§ Trecho:
>>>>
Ora por uma sambada mais cômica, ora por outra mais politizada, a relação patrão-empregado nunca é alterada e segue como base do Cavalo-Marinho. No passado com os negros escravizados pelos donos de engenhos, no presente com os “boias-frias” que enfrentam condições de trabalho muitas vezes desumanas nas propriedades rurais ou no universo do folguedo, com o Capitão Marinho se safando e o Mateus e Bastião sendo explorados.
Das origens nas senzalas aos palcos contemporâneos, o Cavalo-Marinho ainda resiste como uma forma de contestação, de afirmação identitária e de celebração da riqueza cultural que sobrevive, apesar das adversidades. Por isso, passado o tempo que for, continuam sendo “várias histórias que nos permitem pensar nas coisas que acontecem no interior [de Pernambuco]”, finalizou Igor.
<<<<
§ Informações:
>>>>
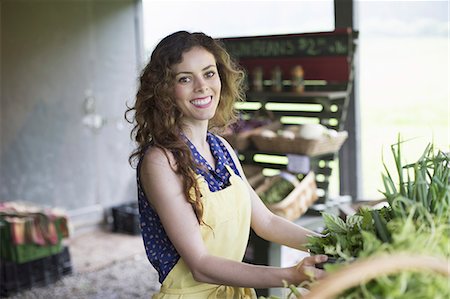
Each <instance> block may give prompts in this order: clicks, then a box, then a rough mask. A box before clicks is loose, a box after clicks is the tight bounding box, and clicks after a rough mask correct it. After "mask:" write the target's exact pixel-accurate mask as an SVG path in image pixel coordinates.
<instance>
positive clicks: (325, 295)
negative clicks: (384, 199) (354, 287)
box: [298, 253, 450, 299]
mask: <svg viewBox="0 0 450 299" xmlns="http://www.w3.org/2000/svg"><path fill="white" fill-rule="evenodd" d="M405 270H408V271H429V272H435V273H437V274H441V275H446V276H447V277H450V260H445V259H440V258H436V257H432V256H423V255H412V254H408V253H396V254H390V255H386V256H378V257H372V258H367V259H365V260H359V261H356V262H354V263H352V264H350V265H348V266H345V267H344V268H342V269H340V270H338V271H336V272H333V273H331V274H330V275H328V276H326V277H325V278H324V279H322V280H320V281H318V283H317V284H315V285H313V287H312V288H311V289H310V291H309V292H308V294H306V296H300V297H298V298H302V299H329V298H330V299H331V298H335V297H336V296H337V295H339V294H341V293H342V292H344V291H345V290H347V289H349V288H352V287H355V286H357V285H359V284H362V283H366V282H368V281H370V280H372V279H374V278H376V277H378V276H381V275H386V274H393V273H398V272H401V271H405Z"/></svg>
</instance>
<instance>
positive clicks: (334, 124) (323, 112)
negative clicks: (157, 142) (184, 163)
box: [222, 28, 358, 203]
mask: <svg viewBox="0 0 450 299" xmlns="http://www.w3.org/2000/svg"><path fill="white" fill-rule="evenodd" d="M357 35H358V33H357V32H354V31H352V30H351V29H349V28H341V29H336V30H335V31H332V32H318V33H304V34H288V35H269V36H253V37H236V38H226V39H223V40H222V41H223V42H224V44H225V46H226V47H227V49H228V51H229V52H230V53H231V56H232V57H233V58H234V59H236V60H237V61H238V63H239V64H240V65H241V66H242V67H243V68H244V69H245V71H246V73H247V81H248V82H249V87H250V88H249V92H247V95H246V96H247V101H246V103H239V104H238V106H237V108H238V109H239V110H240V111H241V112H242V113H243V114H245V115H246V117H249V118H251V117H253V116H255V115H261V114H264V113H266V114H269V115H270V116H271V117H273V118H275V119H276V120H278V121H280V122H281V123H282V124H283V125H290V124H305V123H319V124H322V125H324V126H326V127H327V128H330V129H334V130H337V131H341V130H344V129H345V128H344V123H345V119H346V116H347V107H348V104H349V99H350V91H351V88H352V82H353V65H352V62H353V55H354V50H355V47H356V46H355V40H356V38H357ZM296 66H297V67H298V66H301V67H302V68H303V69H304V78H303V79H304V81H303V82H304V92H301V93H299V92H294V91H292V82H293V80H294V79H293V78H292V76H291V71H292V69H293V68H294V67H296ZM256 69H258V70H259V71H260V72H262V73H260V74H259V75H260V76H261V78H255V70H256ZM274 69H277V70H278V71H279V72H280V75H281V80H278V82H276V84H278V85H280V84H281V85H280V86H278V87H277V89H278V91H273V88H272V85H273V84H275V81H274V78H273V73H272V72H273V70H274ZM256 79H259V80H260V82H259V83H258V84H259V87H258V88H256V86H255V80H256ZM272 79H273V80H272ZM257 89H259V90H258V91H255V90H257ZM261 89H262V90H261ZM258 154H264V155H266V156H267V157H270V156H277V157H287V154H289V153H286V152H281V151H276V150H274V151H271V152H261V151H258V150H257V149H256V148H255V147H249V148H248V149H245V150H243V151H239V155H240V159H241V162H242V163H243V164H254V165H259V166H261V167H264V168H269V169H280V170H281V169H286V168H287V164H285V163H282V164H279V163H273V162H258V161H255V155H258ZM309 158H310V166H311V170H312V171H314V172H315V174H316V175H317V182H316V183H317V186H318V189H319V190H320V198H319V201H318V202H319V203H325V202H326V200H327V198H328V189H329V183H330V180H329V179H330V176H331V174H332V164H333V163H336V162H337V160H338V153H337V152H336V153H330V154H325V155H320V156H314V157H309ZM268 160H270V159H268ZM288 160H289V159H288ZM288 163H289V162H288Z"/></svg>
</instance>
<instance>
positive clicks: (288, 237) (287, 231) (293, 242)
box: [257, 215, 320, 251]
<<<<
§ Ações a realizar:
1. Reescreva o trecho sobre o Cavalo-Marinho entre "Ora por uma" e "Bastião sendo explorados.", inclusive, substituindo "desumanas" por "degradantes".
2. Converta em uma lista JSON de strings as linhas dos registros desde o início até a linha que contém "box: [298, 253, 450, 299]", inclusive, com uma string por linha e sem as linhas em branco. Deixe as imagens fora da resposta.

§ Resultados por tarefa:
1.
Ora por uma sambada mais cômica, ora por outra mais politizada, a relação patrão-empregado nunca é alterada e segue como base do Cavalo-Marinho. No passado com os negros escravizados pelos donos de engenhos, no presente com os “boias-frias” que enfrentam condições de trabalho muitas vezes degradantes nas propriedades rurais ou no universo do folguedo, com o Capitão Marinho se safando e o Mateus e Bastião sendo explorados.

2.
[
  "Each <instance> block may give prompts in this order: clicks, then a box, then a rough mask. A box before clicks is loose, a box after clicks is the tight bounding box, and clicks after a rough mask correct it. After \"mask:\" write the target's exact pixel-accurate mask as an SVG path in image pixel coordinates.",
  "<instance>",
  "positive clicks: (325, 295)",
  "negative clicks: (384, 199) (354, 287)",
  "box: [298, 253, 450, 299]"
]